Circumstances of the offending
[5] At the time of the offending, the applicant and the complainant were in a de facto relationship. The complainant resided at Machans Beach near Cairns. At about 2 pm on 21 May 2013, the applicant and the complainant began drinking rum and coke at her residence. By 7 pm, the bottle of rum had been finished. Others who had been at the residence left it at about 8 pm.
[6] The applicant and the complainant then became involved in a verbal altercation outside the residence. He became angry and broke a glass-topped coffee table with a drinking glass which he was holding. The complainant understood him to indicate that he might self-harm. She went indoors in an attempt to calm the situation. He followed her.
[7] Inside the residence, the applicant was very angry. The complainant went into her daughter’s bedroom and closed the door. Her son was sleeping in the room. She lay down on a mattress between the children’s beds. The applicant began banging on the door. He broke it, entered the bedroom and advanced toward the complainant. One of the children jumped on top of the complainant and told the applicant not to hurt the complainant.
[8] The applicant backed away towards the door and then broke a mirror located outside the bedroom door. He taunted the complainant then moved towards her and began stabbing her with a piece of broken glass. The child was still on top of the complainant’s body while the stabbing took place. The applicant left the room and then returned with a knife which he had located. He continued to stab the complainant, this time using the knife. She fled to her mother’s house nearby. The applicant followed but he was told by the mother to leave.
[9] In all, the applicant inflicted some 21 stab wounds on the complainant. She underwent surgery on 23 May 2013 to repair nerve damage and muscle damage to her left hand.
The applicant’s personal circumstances and history of offending
[10] At the time of the offending, the applicant was 35 years old. He was educated to Year 8. He and the complainant had been in a relationship for a number of months prior to the offending. He, too, was admitted to the Cairns Base Hospital early on the morning of 22 May. He was initially unconscious and had a high blood alcohol concentration. He had a wound to the forehead to the palm of his right hand, both possibly caused by falling on to the broken top of the coffee table.

**Stored items from a collection**
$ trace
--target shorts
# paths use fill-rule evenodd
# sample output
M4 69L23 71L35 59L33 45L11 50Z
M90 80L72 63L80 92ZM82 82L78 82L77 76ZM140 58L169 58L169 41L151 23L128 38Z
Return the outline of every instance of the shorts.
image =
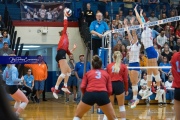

**To do**
1. Repeat word for word the passage of the judgment excerpt starting with "[6] The applicant" and going on through "He followed her.".
2. List every object that the judgment excerpt says the applicant broke.
3. Take the judgment excerpt further, writing on from its final sentence.

**Replies**
1.
[6] The applicant and the complainant then became involved in a verbal altercation outside the residence. He became angry and broke a glass-topped coffee table with a drinking glass which he was holding. The complainant understood him to indicate that he might self-harm. She went indoors in an attempt to calm the situation. He followed her.

2.
A glass-topped coffee table
The bedroom door
A mirror located outside the bedroom door

3.
[11] As to the applicant’s history of offending, specific reference need be made to two matters. On 14 October 2005 in the Cairns Magistrates Court, he pleaded guilty to an offence of assault occasioning bodily harm committed on or about 21 February 2004 (“the 2004 offending”). He was fined $1,500 with no conviction recorded. On 17 March 2014 he was convicted in the Cairns Magistrates Court of an offence of contravention of a domestic violence order involving the complainant, committed on 11 February 2014, for which he was sentenced to 90 days imprisonment suspended for 12 months after serving 30 days. This offending occurred while he was on bail for the offence subject to this appeal.
The grounds of appeal
[12] The applicant challenges the sentence imposed on him on two grounds, namely:
(i) that the learned sentencing judge erred with respect to two matters of fact with the consequence that the sentencing process miscarried; and
(ii) that the sentence is manifestly excessive.
It is convenient to consider Ground (i) first.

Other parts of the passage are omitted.